# [Task objective]
Report each line from the records where the string "statue" turns up.

# [Source data]
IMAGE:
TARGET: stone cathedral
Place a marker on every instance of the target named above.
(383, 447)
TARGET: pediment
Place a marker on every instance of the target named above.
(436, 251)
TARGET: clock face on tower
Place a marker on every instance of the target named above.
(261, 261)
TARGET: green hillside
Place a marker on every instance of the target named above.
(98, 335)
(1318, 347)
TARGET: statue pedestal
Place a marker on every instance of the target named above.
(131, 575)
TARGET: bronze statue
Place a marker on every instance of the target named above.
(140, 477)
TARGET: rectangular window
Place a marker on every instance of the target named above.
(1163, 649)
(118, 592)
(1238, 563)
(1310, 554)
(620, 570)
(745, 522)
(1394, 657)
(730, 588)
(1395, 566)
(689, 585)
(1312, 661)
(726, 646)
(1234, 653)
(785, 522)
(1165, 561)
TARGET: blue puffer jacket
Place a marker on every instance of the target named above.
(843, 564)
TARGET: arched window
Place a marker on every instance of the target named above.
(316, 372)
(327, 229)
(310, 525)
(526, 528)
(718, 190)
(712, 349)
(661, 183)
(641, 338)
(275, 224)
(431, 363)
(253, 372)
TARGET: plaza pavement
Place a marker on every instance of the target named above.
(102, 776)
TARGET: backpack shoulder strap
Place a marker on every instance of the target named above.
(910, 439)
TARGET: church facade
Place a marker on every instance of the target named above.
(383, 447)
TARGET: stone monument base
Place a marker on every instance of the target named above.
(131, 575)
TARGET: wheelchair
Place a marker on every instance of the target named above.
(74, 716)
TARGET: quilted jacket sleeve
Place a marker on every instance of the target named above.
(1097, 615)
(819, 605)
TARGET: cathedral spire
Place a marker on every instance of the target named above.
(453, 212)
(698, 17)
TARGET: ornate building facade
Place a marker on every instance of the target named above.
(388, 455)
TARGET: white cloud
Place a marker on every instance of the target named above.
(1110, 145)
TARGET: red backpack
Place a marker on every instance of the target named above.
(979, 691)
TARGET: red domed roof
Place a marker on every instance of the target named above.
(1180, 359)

# [Response below]
TARGET: statue pedestal
TARGET: bronze statue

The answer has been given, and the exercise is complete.